_WHAT THE TASK ASKS_: Duplicate the part of the page on justice for Black immigrants starting with "Justice for Black" and going on through "U.S. law enforcement.".

_PAGE_:
────

Justice for Black Immigrants

For most Black immigrants, the police are the first contact with law enforcement and the deportation system, Black immigrants have the highest deportation and incarceration levels. The stories of RFK Human Rights clients Samuel Anthony and Paul Pierrilus exemplify the mistreatment too many Black immigrants receive at the hands of U.S. law enforcement.

Samuel Anthony

Samuel is a Sierra Leonean immigrant who came to the US when he was only six years old. A green card holder, Samuel was unjustly deported under the Trump Administration, for a decades old drug conviction, after living in the US for 40 years.

Today, Samuel is fighting to return home to his daughter, sister, brother, and father who all reside in the US. Samuel has pending U-Visa and humanitarian parole applications, which would provide clear legal pathways for Samuel to return home.

To learn more about Samuel’s story, read about him in the National Immigrant Justice Center’s Chance to Come Home report.

────

_DATASET RECORDS_:
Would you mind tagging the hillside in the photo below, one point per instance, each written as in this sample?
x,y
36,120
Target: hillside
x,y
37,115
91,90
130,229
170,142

────

_EXERCISE RESPONSE_:
Justice for Black Immigrants

For most Black immigrants, the police are the first contact with law enforcement and the deportation system, Black immigrants have the highest deportation and incarceration levels. The stories of RFK Human Rights clients Samuel Anthony and Paul Pierrilus exemplify the mistreatment too many Black immigrants receive at the hands of U.S. law enforcement.